- [PROBLEM DESCRIPTION]: Rescale the part of the listing that opens with the line containing "of the woman." and continues through the end of the listing, reproducing every line but multiplying each coordinate in the answers by 1.7 and rounding to whole numbers, with halves rounded up. Numbers outside the answers stay unchanged.

(Entries from a pointing dataset)
□ □ □

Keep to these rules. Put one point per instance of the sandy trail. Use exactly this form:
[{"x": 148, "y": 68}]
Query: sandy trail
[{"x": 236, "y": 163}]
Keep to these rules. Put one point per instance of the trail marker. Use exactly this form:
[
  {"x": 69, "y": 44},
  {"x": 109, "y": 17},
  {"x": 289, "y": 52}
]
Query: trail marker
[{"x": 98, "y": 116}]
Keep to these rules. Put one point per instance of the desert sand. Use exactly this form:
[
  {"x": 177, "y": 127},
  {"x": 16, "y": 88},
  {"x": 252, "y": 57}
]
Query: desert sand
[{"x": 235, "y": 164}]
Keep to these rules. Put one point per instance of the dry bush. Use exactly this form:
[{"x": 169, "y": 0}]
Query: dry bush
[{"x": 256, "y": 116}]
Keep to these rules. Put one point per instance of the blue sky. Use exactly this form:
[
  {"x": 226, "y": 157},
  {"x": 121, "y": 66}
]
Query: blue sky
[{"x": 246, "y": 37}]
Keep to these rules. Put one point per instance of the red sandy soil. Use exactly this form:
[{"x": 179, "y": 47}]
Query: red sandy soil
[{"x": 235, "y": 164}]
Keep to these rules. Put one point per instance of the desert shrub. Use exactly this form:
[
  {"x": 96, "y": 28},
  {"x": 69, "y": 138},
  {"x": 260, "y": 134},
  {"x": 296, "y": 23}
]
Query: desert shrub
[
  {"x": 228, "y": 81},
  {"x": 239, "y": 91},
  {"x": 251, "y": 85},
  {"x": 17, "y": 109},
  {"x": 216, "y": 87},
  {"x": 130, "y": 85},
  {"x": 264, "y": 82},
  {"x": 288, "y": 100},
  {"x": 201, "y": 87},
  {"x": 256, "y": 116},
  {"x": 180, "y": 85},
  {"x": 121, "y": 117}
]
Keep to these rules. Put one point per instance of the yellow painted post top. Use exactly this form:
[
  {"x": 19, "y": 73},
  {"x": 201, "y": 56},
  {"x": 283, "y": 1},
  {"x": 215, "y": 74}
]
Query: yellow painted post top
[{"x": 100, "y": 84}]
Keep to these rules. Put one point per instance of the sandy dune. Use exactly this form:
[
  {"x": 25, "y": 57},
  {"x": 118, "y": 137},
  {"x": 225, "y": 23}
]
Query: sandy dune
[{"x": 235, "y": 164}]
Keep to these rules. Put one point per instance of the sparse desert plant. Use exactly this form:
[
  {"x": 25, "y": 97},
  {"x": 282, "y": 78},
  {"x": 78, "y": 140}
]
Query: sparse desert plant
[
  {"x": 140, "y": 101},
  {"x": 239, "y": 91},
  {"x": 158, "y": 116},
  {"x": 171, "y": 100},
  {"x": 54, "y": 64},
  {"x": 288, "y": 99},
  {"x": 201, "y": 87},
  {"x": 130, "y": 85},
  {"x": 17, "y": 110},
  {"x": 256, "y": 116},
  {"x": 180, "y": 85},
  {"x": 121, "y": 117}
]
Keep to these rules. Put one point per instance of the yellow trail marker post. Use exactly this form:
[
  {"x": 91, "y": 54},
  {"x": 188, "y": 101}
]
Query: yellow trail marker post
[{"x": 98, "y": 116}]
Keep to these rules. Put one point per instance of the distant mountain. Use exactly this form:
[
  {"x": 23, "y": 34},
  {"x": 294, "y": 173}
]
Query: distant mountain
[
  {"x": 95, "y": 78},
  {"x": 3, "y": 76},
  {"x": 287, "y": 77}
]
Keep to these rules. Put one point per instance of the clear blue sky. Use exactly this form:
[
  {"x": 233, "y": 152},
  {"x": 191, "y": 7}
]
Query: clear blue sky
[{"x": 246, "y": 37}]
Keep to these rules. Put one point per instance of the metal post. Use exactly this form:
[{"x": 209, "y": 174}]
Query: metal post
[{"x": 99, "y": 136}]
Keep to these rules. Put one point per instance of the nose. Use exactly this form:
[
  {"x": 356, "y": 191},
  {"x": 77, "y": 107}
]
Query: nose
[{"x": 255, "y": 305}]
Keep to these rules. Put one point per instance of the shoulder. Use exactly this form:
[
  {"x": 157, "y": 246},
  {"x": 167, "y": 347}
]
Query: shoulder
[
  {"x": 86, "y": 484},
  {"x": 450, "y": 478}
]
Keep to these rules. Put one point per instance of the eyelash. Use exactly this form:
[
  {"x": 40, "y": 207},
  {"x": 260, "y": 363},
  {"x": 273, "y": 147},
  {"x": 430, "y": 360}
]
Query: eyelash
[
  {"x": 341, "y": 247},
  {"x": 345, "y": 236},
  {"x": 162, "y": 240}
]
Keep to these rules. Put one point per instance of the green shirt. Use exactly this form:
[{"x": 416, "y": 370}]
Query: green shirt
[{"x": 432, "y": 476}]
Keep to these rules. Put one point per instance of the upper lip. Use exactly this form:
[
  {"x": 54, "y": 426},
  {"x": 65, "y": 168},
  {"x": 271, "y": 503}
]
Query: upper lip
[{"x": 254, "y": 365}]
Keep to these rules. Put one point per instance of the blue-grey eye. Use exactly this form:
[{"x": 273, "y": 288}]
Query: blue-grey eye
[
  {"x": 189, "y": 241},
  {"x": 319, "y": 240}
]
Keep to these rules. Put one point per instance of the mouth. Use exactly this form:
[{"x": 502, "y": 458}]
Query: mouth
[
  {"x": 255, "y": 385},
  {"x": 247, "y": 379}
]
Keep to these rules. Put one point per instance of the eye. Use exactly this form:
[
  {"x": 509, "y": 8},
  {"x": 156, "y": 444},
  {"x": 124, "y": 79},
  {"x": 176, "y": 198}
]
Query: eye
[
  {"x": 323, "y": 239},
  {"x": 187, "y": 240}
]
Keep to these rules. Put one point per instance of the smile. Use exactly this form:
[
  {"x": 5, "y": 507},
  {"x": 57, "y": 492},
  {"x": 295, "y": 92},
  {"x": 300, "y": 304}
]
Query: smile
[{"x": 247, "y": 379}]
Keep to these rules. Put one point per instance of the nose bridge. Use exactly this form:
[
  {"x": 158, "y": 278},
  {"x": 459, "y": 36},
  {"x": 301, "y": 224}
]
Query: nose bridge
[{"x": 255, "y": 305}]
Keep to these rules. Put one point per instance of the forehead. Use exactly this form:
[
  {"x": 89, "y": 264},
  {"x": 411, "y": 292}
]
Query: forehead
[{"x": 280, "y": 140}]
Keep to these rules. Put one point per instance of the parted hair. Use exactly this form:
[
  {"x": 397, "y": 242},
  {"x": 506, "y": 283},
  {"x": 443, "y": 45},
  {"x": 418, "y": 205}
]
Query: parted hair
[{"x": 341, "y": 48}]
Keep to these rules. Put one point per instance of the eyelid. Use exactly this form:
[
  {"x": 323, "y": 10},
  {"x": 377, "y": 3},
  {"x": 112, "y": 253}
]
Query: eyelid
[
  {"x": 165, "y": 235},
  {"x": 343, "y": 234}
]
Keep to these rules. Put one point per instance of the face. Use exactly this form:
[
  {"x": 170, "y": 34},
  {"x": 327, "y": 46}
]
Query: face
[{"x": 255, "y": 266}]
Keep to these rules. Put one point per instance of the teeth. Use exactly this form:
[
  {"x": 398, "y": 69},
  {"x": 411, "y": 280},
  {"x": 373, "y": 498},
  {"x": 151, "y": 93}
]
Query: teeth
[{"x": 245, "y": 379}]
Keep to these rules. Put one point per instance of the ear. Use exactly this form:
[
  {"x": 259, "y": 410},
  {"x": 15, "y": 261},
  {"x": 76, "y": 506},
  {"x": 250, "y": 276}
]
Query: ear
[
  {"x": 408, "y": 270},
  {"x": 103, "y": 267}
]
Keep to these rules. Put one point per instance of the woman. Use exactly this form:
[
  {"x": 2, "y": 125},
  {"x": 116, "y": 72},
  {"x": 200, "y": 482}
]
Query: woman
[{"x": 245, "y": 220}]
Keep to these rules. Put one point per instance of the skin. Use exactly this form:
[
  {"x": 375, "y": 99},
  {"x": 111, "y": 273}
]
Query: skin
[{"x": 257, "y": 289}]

□ □ □

- [FINAL ANSWER]:
Keep to these rules. Put one point per instance of the woman. Use exactly this form:
[
  {"x": 2, "y": 125},
  {"x": 116, "y": 72},
  {"x": 200, "y": 482}
]
Query: woman
[{"x": 417, "y": 374}]
Keep to these rules. Put one point per instance of the skin. Use exactly this form:
[
  {"x": 375, "y": 99},
  {"x": 111, "y": 273}
]
Query: skin
[{"x": 437, "y": 491}]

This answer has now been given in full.